WHAT YOU SHOULD DO
Arrange each line of the data below as a Markdown table with the columns "Row" and "Line", numbering the rows in order and omitting any blank lines.

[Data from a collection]

════════

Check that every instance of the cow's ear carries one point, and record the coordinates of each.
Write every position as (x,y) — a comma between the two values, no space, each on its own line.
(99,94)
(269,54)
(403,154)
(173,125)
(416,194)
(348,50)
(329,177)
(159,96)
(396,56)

════════

ANSWER
| Row | Line |
|---|---|
| 1 | Check that every instance of the cow's ear carries one point, and record the coordinates of each. |
| 2 | Write every position as (x,y) — a comma between the two values, no space, each on its own line. |
| 3 | (99,94) |
| 4 | (269,54) |
| 5 | (403,154) |
| 6 | (173,125) |
| 7 | (416,194) |
| 8 | (348,50) |
| 9 | (329,177) |
| 10 | (159,96) |
| 11 | (396,56) |